**Required action**.
Please update the lines below so that "positive clicks" becomes "include points" wherever it appears, with nothing else changed. Leave the pictures out of your answer.

>>>

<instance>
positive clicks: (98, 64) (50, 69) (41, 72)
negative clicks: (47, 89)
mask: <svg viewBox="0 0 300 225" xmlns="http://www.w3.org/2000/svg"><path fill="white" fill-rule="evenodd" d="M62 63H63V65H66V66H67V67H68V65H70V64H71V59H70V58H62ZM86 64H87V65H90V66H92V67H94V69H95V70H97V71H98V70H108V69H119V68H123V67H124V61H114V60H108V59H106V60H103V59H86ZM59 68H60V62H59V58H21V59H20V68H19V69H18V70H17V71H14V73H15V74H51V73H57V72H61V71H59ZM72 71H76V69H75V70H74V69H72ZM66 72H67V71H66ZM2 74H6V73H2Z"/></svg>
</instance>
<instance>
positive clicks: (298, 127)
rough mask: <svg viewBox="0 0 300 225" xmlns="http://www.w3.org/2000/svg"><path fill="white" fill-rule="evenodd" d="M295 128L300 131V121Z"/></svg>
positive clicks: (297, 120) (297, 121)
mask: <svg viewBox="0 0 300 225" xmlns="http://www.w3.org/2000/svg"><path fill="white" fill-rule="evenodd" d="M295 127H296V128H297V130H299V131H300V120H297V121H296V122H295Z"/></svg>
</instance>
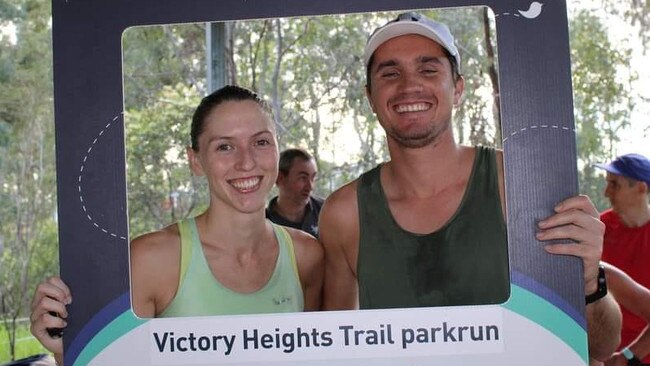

<<<

**Answer for the task**.
<instance>
include points: (98, 64) (50, 69) (41, 72)
negative clicks: (47, 89)
mask: <svg viewBox="0 0 300 225" xmlns="http://www.w3.org/2000/svg"><path fill="white" fill-rule="evenodd" d="M62 63H63V65H66V66H67V67H68V65H70V64H71V59H70V58H62ZM86 64H87V65H90V66H92V67H94V69H95V70H97V71H98V70H108V69H119V68H123V67H124V61H114V60H108V59H106V60H103V59H86ZM59 68H60V62H59V58H21V59H20V68H19V69H18V70H17V71H14V73H15V74H51V73H57V72H61V71H59ZM72 71H76V69H75V70H74V69H72ZM66 72H67V71H66ZM2 74H6V73H2Z"/></svg>
</instance>
<instance>
include points: (298, 127)
rough mask: <svg viewBox="0 0 300 225" xmlns="http://www.w3.org/2000/svg"><path fill="white" fill-rule="evenodd" d="M295 128L300 131V121Z"/></svg>
include points: (297, 120) (297, 121)
mask: <svg viewBox="0 0 300 225" xmlns="http://www.w3.org/2000/svg"><path fill="white" fill-rule="evenodd" d="M295 127H296V128H297V130H299V131H300V120H297V121H296V122H295Z"/></svg>
</instance>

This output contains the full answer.